### MATERIAL FOR THE TASK
==*==
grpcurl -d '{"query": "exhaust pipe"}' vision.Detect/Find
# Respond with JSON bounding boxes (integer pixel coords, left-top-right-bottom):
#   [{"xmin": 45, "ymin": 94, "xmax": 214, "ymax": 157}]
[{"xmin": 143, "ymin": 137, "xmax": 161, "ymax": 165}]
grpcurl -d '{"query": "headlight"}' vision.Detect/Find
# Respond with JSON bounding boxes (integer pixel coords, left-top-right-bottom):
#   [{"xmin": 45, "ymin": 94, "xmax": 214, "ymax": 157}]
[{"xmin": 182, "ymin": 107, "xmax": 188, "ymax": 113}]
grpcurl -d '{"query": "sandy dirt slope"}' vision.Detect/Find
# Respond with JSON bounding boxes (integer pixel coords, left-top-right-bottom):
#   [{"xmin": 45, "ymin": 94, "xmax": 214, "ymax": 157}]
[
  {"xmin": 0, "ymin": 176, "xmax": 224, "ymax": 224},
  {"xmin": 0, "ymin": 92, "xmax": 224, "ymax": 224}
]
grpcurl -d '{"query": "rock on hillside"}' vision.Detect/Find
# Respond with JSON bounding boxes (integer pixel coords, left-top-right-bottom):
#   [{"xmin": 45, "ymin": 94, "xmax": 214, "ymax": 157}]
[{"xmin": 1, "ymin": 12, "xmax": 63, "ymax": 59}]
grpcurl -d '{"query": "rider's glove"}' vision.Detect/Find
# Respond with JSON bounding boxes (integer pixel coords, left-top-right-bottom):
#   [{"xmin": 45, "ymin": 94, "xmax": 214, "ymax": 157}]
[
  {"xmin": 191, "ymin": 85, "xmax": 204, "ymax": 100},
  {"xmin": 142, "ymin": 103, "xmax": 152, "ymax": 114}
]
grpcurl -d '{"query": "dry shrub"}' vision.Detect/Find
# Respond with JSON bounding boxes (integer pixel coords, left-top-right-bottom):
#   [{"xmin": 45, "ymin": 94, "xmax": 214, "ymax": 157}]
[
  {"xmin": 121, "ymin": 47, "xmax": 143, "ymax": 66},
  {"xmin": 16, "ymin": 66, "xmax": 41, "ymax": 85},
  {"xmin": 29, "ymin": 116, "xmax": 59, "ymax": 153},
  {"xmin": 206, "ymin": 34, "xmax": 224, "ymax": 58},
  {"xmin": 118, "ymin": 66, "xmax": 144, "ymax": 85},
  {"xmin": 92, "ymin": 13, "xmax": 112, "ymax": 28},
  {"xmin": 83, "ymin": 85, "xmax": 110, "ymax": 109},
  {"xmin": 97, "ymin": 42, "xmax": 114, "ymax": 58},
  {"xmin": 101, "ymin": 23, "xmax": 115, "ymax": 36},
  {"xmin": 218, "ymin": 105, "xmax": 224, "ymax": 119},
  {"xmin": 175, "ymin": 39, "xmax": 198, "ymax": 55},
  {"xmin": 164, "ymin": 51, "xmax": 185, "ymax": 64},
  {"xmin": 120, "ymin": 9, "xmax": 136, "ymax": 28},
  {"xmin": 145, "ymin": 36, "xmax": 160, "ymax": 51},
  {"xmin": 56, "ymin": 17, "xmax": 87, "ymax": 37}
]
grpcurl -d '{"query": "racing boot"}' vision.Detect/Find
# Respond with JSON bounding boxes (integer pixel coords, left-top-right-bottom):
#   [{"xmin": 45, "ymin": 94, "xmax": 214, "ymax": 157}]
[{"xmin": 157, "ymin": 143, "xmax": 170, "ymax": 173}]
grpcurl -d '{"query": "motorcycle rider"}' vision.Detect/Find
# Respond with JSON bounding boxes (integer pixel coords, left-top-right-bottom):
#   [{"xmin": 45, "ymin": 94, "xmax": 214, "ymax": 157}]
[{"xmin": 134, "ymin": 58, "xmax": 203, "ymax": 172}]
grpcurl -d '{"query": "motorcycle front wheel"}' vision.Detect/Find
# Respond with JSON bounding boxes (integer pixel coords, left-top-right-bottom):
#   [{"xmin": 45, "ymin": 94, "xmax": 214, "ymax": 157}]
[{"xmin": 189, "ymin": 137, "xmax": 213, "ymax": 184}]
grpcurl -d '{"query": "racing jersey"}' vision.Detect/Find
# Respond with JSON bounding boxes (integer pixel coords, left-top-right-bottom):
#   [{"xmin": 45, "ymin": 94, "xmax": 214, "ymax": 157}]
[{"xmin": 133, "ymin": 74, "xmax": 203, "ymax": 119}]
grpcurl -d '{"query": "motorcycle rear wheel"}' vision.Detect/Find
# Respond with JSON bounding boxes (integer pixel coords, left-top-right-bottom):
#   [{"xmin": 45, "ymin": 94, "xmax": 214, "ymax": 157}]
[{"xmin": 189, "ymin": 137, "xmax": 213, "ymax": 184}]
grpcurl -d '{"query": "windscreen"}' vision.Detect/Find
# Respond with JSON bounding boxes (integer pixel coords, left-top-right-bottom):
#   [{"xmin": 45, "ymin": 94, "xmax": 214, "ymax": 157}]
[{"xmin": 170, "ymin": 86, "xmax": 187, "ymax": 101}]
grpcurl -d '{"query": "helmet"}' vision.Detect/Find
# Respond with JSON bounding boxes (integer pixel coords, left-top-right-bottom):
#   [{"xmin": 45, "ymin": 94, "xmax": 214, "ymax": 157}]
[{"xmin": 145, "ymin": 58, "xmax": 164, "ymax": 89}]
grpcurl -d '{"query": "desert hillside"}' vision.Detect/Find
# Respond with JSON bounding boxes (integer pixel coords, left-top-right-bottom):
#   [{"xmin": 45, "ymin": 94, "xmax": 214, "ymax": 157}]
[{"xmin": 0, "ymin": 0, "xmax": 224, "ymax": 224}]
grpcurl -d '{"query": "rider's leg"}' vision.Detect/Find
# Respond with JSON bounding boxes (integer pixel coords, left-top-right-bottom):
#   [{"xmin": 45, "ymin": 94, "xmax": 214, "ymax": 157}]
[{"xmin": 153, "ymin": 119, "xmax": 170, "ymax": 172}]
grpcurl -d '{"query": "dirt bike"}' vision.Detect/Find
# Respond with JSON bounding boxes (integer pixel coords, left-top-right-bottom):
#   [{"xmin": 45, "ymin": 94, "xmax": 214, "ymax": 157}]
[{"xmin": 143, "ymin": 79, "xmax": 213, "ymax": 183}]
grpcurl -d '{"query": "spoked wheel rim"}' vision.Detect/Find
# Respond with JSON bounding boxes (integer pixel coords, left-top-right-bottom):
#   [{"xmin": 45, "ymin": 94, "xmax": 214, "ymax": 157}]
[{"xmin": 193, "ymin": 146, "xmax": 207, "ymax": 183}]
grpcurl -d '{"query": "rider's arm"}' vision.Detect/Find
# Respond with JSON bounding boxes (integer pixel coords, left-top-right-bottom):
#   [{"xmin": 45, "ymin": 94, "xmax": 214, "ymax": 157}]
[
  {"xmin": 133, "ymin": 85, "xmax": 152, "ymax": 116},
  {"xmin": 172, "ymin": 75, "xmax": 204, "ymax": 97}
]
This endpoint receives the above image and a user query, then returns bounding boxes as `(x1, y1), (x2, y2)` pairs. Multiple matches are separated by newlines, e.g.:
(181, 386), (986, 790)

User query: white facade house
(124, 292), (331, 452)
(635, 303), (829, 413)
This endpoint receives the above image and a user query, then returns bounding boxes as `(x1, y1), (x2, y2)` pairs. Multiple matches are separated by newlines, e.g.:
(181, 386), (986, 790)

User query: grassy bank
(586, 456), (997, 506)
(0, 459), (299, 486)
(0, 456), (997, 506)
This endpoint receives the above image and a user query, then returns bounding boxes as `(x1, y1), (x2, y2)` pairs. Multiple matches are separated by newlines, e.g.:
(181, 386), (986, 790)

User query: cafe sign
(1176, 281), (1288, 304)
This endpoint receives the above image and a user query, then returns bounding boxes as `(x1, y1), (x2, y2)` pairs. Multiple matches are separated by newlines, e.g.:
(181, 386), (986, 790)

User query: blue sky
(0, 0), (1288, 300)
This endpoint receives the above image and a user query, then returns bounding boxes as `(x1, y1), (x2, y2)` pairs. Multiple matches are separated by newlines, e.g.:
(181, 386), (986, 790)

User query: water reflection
==*==
### GIVEN PROBLEM
Show every line of the rows above that contains the word "motorcycle". Case counts.

### WRITTEN RESPONSE
grpcurl -d '{"query": "motorcycle rider"}' vision.Detect/Find
grpcurl -d '{"query": "motorcycle front wheel"}' vision.Detect/Find
grpcurl -d '{"query": "motorcycle rear wheel"}' vision.Detect/Find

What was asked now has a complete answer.